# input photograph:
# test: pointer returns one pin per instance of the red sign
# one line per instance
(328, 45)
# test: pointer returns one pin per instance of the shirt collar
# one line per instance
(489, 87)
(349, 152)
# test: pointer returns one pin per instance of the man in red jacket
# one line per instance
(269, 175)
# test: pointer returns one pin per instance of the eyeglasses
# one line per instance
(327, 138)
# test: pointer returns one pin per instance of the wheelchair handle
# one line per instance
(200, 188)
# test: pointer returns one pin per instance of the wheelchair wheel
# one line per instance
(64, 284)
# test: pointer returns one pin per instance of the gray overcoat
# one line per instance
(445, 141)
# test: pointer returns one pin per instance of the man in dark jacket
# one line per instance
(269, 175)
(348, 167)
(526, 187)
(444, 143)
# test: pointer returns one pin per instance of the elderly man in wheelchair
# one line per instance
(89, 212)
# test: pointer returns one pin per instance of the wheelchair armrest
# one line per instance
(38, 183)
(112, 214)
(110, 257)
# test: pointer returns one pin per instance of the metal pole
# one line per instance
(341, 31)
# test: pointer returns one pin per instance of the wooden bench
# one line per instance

- [Aim of the task]: Please reproduce all of the material exactly.

- [Solution to the problem]:
# input photograph:
# test: pointer returns one pin per instance of the red sign
# one line per instance
(328, 45)
# test: pointer returns one pin per instance of the shirt collar
# one line per instance
(489, 87)
(349, 152)
# test: pointer returns one pin per instance of the man in red jacket
# one line per instance
(269, 175)
# test: pointer returns one pin per instance of the eyeglasses
# one line per instance
(327, 138)
# test: pointer returns one pin per instance of the wheelchair handle
# one line per instance
(200, 188)
# test: pointer returns one pin per instance of the wheelchair wheel
# one line per instance
(64, 284)
# test: pointer returns one pin per instance of the gray overcoat
# one line per instance
(445, 141)
# test: pointer returns one pin per instance of the man in dark jacket
# one line per instance
(269, 175)
(348, 167)
(526, 187)
(444, 143)
# test: pointer returns one pin per instance of the elderly man in wheelchair
# one line per instance
(89, 212)
# test: pointer returns one pin per instance of the wheelchair armrest
# one line per instance
(38, 183)
(112, 214)
(110, 257)
# test: pointer returns one pin per instance of the metal pole
# one line per instance
(341, 31)
# test: pointer returns one pin per instance of the wooden bench
# one line per instance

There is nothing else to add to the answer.